Collection entries
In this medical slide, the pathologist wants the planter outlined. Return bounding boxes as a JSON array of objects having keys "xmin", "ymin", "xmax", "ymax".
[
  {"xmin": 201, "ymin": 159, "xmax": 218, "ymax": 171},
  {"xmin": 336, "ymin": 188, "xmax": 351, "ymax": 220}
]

● WRITTEN INSTRUCTION
Copy out every line above word for word.

● SOLUTION FOR THIS TASK
In this medical slide, the pathologist wants the planter outlined. Return bounding boxes as a JSON array of objects having keys "xmin", "ymin", "xmax", "ymax".
[
  {"xmin": 201, "ymin": 159, "xmax": 218, "ymax": 171},
  {"xmin": 336, "ymin": 188, "xmax": 351, "ymax": 220}
]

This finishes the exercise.